GIVEN PROBLEM |
Retype the entire listing below without changing a character, and leave out the pictures.

SUPPLIED ENTRIES |
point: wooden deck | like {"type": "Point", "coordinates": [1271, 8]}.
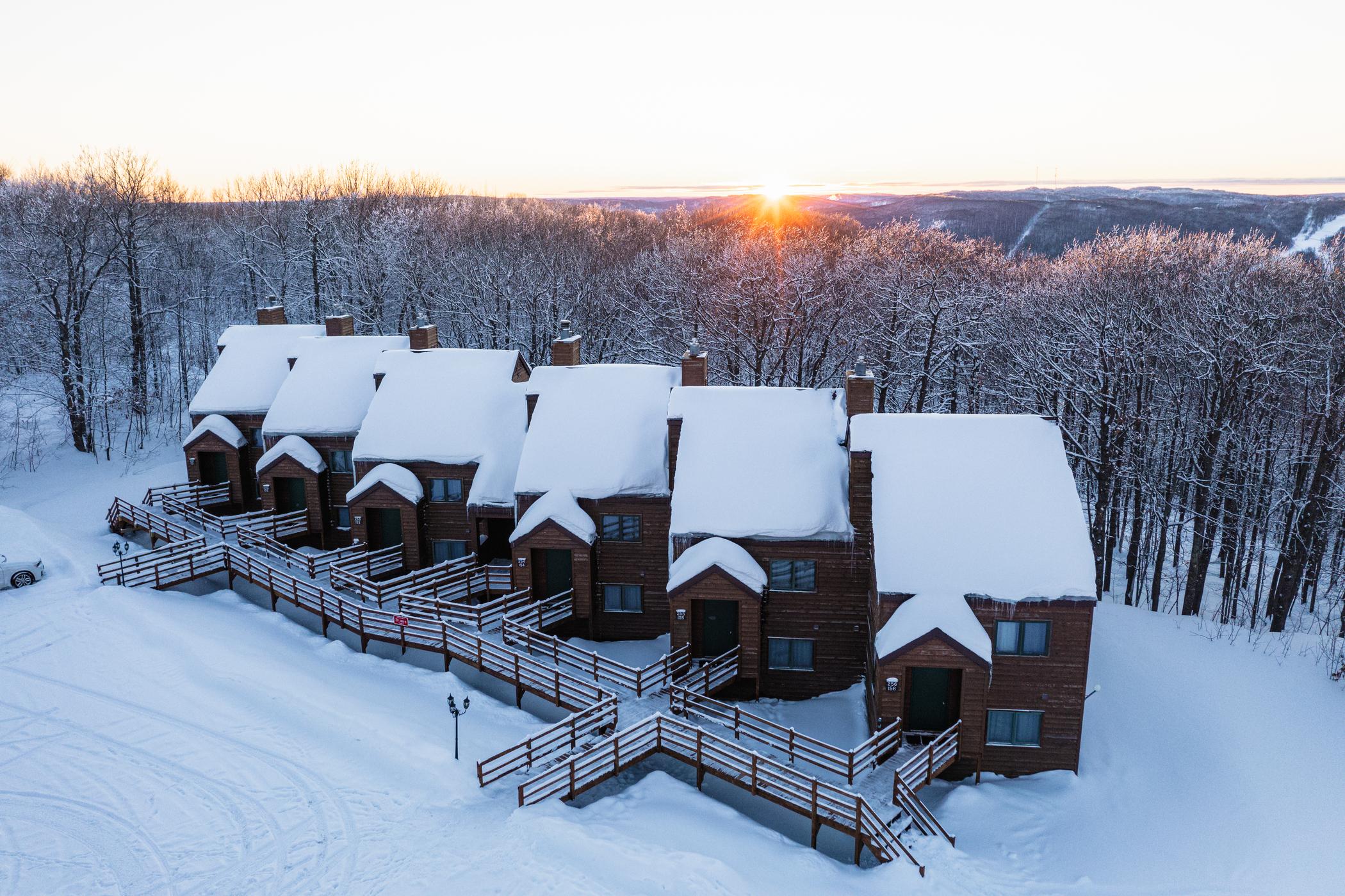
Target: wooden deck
{"type": "Point", "coordinates": [825, 805]}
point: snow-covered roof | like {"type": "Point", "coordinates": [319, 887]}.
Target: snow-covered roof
{"type": "Point", "coordinates": [561, 507]}
{"type": "Point", "coordinates": [598, 431]}
{"type": "Point", "coordinates": [249, 371]}
{"type": "Point", "coordinates": [717, 552]}
{"type": "Point", "coordinates": [220, 427]}
{"type": "Point", "coordinates": [298, 448]}
{"type": "Point", "coordinates": [400, 479]}
{"type": "Point", "coordinates": [450, 407]}
{"type": "Point", "coordinates": [923, 614]}
{"type": "Point", "coordinates": [760, 463]}
{"type": "Point", "coordinates": [974, 505]}
{"type": "Point", "coordinates": [330, 388]}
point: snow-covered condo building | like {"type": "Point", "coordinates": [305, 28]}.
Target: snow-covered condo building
{"type": "Point", "coordinates": [940, 558]}
{"type": "Point", "coordinates": [231, 405]}
{"type": "Point", "coordinates": [311, 428]}
{"type": "Point", "coordinates": [448, 423]}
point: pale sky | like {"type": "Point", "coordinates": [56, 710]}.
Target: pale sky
{"type": "Point", "coordinates": [687, 97]}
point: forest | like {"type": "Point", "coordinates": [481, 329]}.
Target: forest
{"type": "Point", "coordinates": [1198, 377]}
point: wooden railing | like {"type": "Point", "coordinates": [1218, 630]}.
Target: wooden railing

ANSWER TO THIS TASK |
point: wooden deck | like {"type": "Point", "coordinates": [1271, 8]}.
Target: wooden deck
{"type": "Point", "coordinates": [825, 805]}
point: snow-covered roof | like {"type": "Point", "coordinates": [319, 887]}.
Target: snow-covered roof
{"type": "Point", "coordinates": [561, 507]}
{"type": "Point", "coordinates": [598, 431]}
{"type": "Point", "coordinates": [249, 371]}
{"type": "Point", "coordinates": [717, 552]}
{"type": "Point", "coordinates": [220, 427]}
{"type": "Point", "coordinates": [298, 448]}
{"type": "Point", "coordinates": [400, 479]}
{"type": "Point", "coordinates": [450, 407]}
{"type": "Point", "coordinates": [923, 614]}
{"type": "Point", "coordinates": [760, 463]}
{"type": "Point", "coordinates": [974, 505]}
{"type": "Point", "coordinates": [330, 388]}
point: snow-covered condo building | like {"type": "Point", "coordinates": [305, 28]}.
Target: snow-covered condo building
{"type": "Point", "coordinates": [940, 558]}
{"type": "Point", "coordinates": [231, 405]}
{"type": "Point", "coordinates": [311, 428]}
{"type": "Point", "coordinates": [448, 423]}
point: pale sky | like {"type": "Point", "coordinates": [56, 710]}.
Target: pale sky
{"type": "Point", "coordinates": [687, 97]}
point: forest | like {"type": "Point", "coordinates": [481, 329]}.
Target: forest
{"type": "Point", "coordinates": [1198, 377]}
point: wooden railing | like {"type": "Point", "coordinates": [1218, 630]}.
Target: wooden railing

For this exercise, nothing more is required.